Excerpt from a dataset:
------

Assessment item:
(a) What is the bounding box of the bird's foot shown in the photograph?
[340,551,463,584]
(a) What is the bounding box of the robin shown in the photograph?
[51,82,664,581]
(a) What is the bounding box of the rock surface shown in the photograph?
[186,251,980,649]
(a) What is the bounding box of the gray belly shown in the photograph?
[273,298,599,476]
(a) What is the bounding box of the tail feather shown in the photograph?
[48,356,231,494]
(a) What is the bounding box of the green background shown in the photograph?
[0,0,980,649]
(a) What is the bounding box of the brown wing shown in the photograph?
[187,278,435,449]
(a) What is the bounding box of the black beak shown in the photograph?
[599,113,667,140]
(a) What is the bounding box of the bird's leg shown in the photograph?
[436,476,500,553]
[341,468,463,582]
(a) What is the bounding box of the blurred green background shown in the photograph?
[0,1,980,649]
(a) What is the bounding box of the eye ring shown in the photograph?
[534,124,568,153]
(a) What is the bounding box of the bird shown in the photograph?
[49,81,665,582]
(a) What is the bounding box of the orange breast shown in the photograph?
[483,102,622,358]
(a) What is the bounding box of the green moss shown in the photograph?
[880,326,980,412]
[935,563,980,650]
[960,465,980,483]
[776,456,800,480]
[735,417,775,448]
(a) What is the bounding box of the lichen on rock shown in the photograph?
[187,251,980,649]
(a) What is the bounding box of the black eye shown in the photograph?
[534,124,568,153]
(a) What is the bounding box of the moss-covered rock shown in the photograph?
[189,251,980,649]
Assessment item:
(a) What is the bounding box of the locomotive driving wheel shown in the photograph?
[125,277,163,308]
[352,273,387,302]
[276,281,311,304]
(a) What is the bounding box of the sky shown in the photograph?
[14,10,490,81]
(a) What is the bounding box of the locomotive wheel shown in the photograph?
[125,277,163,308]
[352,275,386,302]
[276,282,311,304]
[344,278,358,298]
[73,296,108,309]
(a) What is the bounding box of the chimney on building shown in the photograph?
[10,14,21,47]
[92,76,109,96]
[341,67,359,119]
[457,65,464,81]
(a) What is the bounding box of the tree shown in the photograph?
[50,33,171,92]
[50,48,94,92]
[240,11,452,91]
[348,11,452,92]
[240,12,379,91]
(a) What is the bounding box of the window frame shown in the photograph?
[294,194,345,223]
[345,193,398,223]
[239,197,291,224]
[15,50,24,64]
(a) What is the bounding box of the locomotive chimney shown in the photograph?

------

PROBLEM STATEMENT. Move the part of the records above that opens with the line containing "(a) What is the bounding box of the lichen" and closes with the line containing "[15,50,24,64]" into your reply, copying every line in that span. Add 86 to each bounding-box coordinate in it.

IN RESPONSE.
(a) What is the bounding box of the lichen on rock shown in the photograph?
[273,337,1066,735]
(a) What is the bounding box of the black eye shown in the photograph?
[620,210,654,239]
(a) What is the bounding box of the moss-covered rock shown in the photograph?
[275,337,1066,735]
Assessment item:
(a) What is the bounding box of the locomotive driving wheel shown in the photograph?
[211,363,249,394]
[438,359,473,388]
[362,367,397,390]
(a) What is the bounding box of the sky shown in the photograph?
[100,96,576,167]
(a) What is the bounding box of the locomotive wheel shown in the photograph?
[211,363,249,394]
[438,361,472,388]
[362,368,397,390]
[430,364,444,384]
[159,382,194,395]
(a) What is the bounding box of the chimney on building shown in the photograph?
[96,100,107,133]
[178,162,195,182]
[427,153,445,205]
[543,151,550,167]
(a) What is the bounding box of the tree shown in the photograph?
[136,119,257,178]
[136,134,180,178]
[326,97,538,177]
[434,97,538,178]
[326,98,465,177]
(a) What is the bounding box of the window frame shown in the photograph?
[380,280,431,309]
[431,279,484,309]
[325,283,377,310]
[101,136,110,150]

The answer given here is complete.